[MATERIAL FOR THIS TASK]
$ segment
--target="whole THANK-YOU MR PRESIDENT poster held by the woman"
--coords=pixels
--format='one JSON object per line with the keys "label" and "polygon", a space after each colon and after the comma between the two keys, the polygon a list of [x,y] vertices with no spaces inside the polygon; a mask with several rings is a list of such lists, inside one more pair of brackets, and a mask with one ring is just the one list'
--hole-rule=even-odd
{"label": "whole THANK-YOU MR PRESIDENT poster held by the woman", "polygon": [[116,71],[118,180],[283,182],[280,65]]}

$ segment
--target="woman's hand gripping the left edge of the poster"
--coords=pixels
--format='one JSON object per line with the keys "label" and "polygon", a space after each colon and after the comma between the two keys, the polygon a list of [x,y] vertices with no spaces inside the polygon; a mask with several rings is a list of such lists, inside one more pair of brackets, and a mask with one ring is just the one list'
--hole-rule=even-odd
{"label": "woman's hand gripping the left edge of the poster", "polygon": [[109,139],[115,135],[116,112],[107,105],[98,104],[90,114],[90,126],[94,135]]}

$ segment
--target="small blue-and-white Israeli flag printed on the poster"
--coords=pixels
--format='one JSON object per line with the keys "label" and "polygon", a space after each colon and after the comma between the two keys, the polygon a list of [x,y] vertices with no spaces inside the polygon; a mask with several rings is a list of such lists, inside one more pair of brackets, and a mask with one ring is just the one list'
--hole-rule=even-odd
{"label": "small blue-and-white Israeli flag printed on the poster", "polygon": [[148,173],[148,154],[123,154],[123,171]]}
[/MATERIAL FOR THIS TASK]
▶ WHAT TO WORK ON
Could you reproduce every record exactly as shown above?

▶ RESULT
$ segment
--target="whole THANK-YOU MR PRESIDENT poster held by the woman"
--coords=pixels
--format='one JSON object per line with the keys "label" and "polygon", a space after each colon and after the comma between the two keys, the polygon a list of [x,y] vertices with no spaces inside the polygon; a mask with several rings is a list of such lists, inside one more pair of brackets, and a mask with one ring is just the one list'
--hole-rule=even-odd
{"label": "whole THANK-YOU MR PRESIDENT poster held by the woman", "polygon": [[116,71],[118,180],[283,182],[280,65]]}

$ segment
--target="woman's hand gripping the left edge of the poster"
--coords=pixels
--format='one JSON object per line with the keys "label" and "polygon", a space after each colon and after the comma between the two keys, the polygon a list of [x,y] vertices with no spaces inside the polygon; a mask with several rings is a list of such lists, inside one more pair of brackets, and a mask with one ring is just the one list'
--hole-rule=even-odd
{"label": "woman's hand gripping the left edge of the poster", "polygon": [[109,139],[115,135],[116,112],[107,105],[98,104],[90,114],[90,126],[94,135]]}

$ segment
--target="small blue-and-white Israeli flag printed on the poster"
--coords=pixels
--format='one JSON object per line with the keys "label" and "polygon", a space after each colon and after the comma between the two keys, the polygon a list of [x,y] vertices with no spaces inside the polygon; a mask with several rings is a list of such lists, inside one more pair of brackets, and a mask with one ring is just the one list'
--hole-rule=even-odd
{"label": "small blue-and-white Israeli flag printed on the poster", "polygon": [[148,173],[148,154],[123,154],[123,171]]}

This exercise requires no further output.